_Task description_
Pull out every line of the material below that contains the word "office". Case counts.

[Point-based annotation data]
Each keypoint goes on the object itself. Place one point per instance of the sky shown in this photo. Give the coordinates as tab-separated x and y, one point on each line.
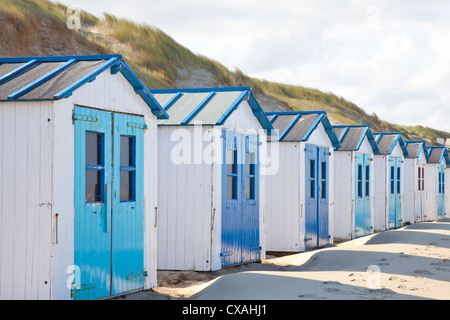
391	58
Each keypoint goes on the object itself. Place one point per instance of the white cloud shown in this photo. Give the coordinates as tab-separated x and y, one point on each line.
389	57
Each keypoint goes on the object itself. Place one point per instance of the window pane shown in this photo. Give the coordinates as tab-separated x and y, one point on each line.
250	188
93	149
312	167
250	163
231	187
231	161
323	191
94	185
312	189
323	168
127	185
126	151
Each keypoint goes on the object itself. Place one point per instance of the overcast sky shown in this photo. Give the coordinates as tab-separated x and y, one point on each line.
388	57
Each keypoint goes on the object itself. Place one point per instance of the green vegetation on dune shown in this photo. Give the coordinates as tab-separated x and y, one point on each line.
39	27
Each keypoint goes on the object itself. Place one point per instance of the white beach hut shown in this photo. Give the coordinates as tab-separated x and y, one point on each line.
435	172
300	193
210	211
75	134
354	182
389	183
415	194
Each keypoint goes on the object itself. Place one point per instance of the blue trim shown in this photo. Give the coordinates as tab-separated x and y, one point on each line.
67	92
199	90
60	58
197	109
293	112
290	126
15	72
172	101
232	107
142	90
41	80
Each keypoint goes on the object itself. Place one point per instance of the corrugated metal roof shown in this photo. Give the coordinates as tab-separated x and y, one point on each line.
53	78
436	154
297	126
351	137
415	147
386	142
206	106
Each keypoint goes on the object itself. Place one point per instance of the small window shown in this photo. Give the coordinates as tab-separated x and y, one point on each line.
127	168
360	181
323	189
232	169
392	180
367	181
250	173
94	176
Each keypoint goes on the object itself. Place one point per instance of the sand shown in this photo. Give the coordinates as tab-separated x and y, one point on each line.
412	262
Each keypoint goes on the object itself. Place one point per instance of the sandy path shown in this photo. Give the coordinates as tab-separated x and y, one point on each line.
408	263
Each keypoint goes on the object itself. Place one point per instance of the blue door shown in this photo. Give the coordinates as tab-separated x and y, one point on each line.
394	215
108	225
317	189
363	225
240	196
441	192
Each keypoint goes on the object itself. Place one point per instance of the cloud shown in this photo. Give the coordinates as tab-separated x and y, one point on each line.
387	57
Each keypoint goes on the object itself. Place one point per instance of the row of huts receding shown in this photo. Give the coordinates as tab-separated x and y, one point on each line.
103	182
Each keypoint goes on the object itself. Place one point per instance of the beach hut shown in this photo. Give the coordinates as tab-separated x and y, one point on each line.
75	134
389	180
438	160
414	167
354	181
210	213
300	193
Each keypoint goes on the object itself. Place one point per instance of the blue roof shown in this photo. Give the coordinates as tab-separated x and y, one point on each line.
57	77
352	136
296	126
386	142
414	148
206	106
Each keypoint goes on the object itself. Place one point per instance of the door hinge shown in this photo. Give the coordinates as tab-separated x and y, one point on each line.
83	287
137	275
226	253
84	118
137	125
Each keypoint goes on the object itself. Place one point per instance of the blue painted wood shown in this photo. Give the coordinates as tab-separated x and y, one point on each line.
240	213
128	216
394	189
92	231
109	234
41	80
311	207
363	225
317	196
441	192
323	236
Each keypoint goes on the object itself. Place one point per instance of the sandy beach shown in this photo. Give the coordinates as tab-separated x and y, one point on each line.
412	262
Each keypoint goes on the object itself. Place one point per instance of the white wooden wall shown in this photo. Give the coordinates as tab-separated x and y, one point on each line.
111	93
410	169
285	194
283	200
185	200
431	191
26	235
380	192
344	192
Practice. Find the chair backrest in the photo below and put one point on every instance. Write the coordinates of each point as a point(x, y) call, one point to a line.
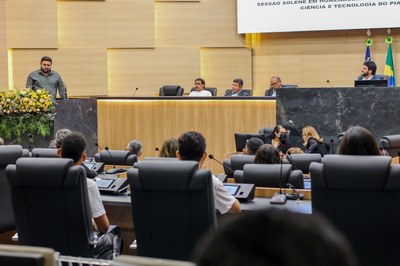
point(171, 90)
point(172, 206)
point(116, 157)
point(44, 152)
point(125, 260)
point(213, 90)
point(8, 155)
point(269, 175)
point(360, 195)
point(239, 160)
point(50, 202)
point(302, 161)
point(391, 144)
point(17, 255)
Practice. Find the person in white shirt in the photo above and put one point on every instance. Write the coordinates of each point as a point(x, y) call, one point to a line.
point(191, 147)
point(200, 84)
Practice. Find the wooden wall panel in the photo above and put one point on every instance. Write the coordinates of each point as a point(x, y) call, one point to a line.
point(106, 24)
point(153, 121)
point(31, 23)
point(219, 66)
point(83, 70)
point(149, 69)
point(208, 23)
point(3, 47)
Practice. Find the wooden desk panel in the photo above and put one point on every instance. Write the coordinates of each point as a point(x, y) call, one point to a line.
point(154, 120)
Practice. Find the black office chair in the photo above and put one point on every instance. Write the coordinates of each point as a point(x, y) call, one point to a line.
point(213, 90)
point(391, 144)
point(171, 90)
point(302, 161)
point(360, 195)
point(172, 206)
point(8, 155)
point(44, 152)
point(269, 175)
point(50, 203)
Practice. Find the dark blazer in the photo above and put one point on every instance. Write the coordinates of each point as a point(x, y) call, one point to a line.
point(241, 93)
point(374, 77)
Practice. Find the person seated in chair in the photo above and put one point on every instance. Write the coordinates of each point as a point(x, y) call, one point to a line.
point(74, 147)
point(252, 146)
point(192, 147)
point(200, 84)
point(368, 71)
point(237, 85)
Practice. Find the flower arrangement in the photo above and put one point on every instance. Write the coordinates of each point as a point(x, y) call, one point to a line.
point(25, 110)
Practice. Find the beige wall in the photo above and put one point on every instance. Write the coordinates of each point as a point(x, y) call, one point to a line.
point(110, 47)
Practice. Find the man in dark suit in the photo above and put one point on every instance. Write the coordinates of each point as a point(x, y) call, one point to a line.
point(236, 90)
point(368, 71)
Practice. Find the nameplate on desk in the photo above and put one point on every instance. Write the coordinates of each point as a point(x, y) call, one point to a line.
point(242, 192)
point(111, 184)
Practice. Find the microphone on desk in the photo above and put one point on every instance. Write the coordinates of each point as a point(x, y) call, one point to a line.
point(332, 146)
point(135, 92)
point(280, 197)
point(295, 195)
point(224, 166)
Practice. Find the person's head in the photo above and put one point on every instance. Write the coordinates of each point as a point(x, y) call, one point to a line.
point(275, 82)
point(275, 237)
point(199, 84)
point(294, 150)
point(135, 147)
point(192, 147)
point(45, 64)
point(169, 148)
point(74, 147)
point(309, 132)
point(267, 154)
point(60, 135)
point(358, 141)
point(368, 69)
point(252, 146)
point(237, 85)
point(279, 132)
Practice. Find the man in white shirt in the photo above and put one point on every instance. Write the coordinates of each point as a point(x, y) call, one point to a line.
point(191, 147)
point(200, 84)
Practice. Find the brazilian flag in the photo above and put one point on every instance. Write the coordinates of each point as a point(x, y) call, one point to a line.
point(389, 68)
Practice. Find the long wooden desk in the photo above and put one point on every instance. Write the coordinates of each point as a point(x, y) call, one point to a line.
point(152, 120)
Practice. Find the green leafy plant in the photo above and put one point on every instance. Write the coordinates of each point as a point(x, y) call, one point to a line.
point(25, 110)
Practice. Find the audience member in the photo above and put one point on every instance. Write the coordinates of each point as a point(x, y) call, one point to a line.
point(313, 142)
point(267, 154)
point(275, 83)
point(252, 146)
point(279, 140)
point(135, 147)
point(236, 90)
point(294, 150)
point(358, 141)
point(275, 237)
point(200, 84)
point(368, 71)
point(74, 147)
point(192, 147)
point(169, 148)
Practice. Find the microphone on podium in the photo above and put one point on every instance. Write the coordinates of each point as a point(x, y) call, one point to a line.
point(224, 166)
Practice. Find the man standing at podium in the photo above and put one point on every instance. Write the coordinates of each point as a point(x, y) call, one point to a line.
point(45, 78)
point(368, 71)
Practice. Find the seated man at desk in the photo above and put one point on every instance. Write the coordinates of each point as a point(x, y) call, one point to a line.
point(192, 147)
point(237, 85)
point(368, 71)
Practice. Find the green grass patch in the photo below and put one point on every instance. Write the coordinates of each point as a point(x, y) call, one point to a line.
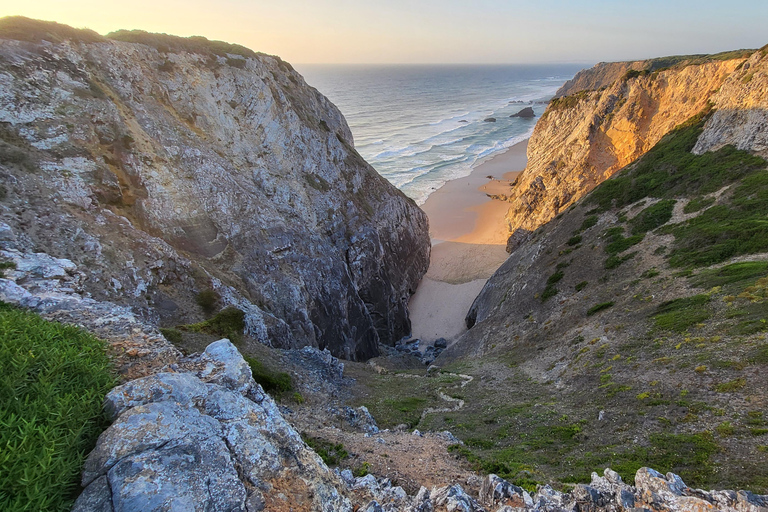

_Response to this exercise_
Practice. Find the black office chair in the photo above and put one point on every instance. Write the coordinates of each point as a point(x, y) call, one point to a line.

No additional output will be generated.